[Start of Entries supplied]
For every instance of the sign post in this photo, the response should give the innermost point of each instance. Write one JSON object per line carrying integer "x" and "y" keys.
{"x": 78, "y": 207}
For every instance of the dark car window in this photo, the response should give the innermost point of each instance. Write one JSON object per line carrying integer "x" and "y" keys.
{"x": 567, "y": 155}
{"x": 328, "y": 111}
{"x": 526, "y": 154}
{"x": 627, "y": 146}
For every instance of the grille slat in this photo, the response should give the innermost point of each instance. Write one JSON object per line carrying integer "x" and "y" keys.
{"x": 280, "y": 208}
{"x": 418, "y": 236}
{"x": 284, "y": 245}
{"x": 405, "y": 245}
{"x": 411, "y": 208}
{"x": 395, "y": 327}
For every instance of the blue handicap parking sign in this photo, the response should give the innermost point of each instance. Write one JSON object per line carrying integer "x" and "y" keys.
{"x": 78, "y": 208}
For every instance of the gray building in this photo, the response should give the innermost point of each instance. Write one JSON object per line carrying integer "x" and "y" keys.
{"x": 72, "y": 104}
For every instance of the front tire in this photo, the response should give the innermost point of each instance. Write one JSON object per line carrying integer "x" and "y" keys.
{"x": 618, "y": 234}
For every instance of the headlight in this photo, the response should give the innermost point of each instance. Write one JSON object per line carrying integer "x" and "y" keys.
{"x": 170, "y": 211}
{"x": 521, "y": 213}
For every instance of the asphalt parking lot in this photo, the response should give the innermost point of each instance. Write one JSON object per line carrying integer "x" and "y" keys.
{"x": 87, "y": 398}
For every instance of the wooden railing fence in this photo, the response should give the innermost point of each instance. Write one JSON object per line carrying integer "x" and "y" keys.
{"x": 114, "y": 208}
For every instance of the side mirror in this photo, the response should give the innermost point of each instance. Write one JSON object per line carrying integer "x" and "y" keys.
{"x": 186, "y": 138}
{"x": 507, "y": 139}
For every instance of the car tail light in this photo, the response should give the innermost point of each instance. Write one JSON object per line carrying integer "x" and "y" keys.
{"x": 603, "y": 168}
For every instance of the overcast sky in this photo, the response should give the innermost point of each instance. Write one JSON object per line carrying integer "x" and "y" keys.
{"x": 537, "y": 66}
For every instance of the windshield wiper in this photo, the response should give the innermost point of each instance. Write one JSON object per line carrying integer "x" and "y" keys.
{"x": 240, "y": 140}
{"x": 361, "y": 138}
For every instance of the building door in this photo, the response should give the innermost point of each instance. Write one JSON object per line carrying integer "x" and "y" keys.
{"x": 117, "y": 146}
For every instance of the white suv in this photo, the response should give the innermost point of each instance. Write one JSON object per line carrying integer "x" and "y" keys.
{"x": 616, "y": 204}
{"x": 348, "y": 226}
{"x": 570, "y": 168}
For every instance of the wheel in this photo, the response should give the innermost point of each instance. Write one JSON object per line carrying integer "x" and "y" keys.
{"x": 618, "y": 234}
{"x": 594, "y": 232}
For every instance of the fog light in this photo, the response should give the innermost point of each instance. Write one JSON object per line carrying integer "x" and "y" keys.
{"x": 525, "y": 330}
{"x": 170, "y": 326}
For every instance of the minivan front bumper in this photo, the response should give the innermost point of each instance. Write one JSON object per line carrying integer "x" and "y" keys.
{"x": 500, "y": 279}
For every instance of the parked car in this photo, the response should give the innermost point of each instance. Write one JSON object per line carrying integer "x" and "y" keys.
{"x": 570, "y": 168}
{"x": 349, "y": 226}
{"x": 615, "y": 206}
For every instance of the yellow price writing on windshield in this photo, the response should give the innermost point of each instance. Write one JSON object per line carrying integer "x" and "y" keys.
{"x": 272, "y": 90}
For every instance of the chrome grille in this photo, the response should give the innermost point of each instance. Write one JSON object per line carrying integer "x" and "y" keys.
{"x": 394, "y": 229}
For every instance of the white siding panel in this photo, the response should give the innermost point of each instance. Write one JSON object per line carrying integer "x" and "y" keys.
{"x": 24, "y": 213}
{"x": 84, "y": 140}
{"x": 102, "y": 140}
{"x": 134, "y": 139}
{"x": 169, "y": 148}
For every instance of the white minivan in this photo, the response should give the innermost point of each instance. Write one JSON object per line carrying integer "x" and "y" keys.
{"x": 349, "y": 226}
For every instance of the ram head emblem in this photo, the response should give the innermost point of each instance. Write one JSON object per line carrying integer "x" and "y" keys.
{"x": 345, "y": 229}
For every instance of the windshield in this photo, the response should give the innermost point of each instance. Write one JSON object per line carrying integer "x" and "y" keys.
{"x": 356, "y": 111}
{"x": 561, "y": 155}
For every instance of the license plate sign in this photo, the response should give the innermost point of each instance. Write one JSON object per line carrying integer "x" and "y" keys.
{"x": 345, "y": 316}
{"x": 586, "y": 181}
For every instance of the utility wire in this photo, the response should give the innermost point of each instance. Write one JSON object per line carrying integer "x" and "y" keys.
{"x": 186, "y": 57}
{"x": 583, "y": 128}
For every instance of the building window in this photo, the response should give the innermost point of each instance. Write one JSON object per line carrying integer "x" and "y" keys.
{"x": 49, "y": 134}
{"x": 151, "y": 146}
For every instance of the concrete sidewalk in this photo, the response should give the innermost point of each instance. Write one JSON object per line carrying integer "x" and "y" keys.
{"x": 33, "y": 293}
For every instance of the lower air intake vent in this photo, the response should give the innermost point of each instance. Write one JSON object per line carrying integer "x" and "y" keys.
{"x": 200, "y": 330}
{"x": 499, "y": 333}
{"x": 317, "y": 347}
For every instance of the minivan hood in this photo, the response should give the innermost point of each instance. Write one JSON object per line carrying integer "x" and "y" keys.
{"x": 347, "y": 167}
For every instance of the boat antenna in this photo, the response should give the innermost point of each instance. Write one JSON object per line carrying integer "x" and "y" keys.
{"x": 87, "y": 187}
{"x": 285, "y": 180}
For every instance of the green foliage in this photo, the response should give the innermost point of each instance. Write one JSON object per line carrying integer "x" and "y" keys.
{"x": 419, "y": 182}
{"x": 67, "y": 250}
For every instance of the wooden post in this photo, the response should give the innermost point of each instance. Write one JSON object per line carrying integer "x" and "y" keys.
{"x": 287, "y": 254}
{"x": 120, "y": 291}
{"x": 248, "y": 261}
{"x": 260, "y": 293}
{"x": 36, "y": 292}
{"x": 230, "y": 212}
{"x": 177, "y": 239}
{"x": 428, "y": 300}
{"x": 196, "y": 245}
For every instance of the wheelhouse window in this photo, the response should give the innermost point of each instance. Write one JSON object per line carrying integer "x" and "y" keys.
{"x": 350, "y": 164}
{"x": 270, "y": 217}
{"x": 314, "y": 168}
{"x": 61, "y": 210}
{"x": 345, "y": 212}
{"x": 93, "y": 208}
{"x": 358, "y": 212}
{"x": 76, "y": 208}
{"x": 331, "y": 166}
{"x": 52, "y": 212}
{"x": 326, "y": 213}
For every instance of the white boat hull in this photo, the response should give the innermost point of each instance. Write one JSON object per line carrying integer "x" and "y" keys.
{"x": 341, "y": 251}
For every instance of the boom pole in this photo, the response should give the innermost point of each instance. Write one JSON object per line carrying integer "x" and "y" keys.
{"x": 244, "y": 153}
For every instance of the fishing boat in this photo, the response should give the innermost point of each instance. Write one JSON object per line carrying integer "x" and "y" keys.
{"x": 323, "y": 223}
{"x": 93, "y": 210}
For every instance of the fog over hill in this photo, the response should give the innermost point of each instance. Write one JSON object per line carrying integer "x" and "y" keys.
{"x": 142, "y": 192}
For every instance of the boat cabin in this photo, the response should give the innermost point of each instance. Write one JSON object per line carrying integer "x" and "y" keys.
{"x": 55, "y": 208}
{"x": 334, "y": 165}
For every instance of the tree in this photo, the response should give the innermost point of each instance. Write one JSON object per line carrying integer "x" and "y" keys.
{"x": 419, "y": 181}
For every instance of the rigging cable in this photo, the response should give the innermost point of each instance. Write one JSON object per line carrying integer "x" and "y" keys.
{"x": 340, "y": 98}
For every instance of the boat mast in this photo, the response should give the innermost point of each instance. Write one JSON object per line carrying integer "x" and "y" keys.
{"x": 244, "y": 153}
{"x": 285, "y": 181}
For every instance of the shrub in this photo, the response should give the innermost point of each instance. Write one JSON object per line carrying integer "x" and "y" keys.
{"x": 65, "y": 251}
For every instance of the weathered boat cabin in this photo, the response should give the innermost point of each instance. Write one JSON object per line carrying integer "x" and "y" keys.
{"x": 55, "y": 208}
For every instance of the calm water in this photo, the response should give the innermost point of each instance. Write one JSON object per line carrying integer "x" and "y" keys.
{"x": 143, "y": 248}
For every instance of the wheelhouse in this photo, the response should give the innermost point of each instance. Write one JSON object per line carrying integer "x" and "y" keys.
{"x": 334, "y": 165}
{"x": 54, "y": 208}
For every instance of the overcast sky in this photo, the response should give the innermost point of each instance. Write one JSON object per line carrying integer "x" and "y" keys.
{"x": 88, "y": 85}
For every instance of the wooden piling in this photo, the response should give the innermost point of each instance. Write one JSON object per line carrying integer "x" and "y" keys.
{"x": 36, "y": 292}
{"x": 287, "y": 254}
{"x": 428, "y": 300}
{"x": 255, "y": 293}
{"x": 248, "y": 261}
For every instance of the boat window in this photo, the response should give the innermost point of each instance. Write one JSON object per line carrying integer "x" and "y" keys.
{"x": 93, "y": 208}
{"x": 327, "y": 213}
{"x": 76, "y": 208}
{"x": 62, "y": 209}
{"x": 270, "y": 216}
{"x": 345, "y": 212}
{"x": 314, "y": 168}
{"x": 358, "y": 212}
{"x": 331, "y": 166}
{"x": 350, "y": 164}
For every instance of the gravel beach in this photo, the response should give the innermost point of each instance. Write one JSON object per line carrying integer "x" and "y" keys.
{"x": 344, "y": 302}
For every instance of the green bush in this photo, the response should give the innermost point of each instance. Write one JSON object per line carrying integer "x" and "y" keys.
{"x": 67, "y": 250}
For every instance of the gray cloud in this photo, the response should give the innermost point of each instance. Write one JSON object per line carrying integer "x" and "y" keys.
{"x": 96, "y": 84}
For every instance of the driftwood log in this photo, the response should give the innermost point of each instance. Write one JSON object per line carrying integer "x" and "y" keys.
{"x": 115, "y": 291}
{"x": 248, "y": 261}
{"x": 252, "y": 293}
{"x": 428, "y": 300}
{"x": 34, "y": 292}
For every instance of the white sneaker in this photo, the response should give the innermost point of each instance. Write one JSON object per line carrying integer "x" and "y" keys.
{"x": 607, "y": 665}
[End of Entries supplied]
## What is being asked
Your output consists solely of the lines from the one with "For every instance of the gravel" through the last line, copied exactly.

## Worked answer
For every instance of the gravel beach in this photo, the response should give the innermost point of each instance. Write one JSON object per line carrying integer "x" and "y" keys.
{"x": 344, "y": 302}
For every instance of the green bush in this photo, the response should give the innermost point of each instance. Write one JSON object per line carrying integer "x" and "y" keys.
{"x": 67, "y": 250}
For every instance of the gray cloud in this photo, the response should give the innermost point of each instance. Write one JSON object per line carrying integer "x" and "y" keys.
{"x": 96, "y": 84}
For every instance of the driftwood log in this photo, the response should give the innermost point of each instance. Write one JSON object per line carrying integer "x" and "y" keys.
{"x": 115, "y": 291}
{"x": 248, "y": 261}
{"x": 252, "y": 293}
{"x": 428, "y": 300}
{"x": 34, "y": 292}
For every instance of the white sneaker in this photo, the response should give the innermost point of each instance. Write one JSON object per line carrying integer "x" and "y" keys.
{"x": 607, "y": 665}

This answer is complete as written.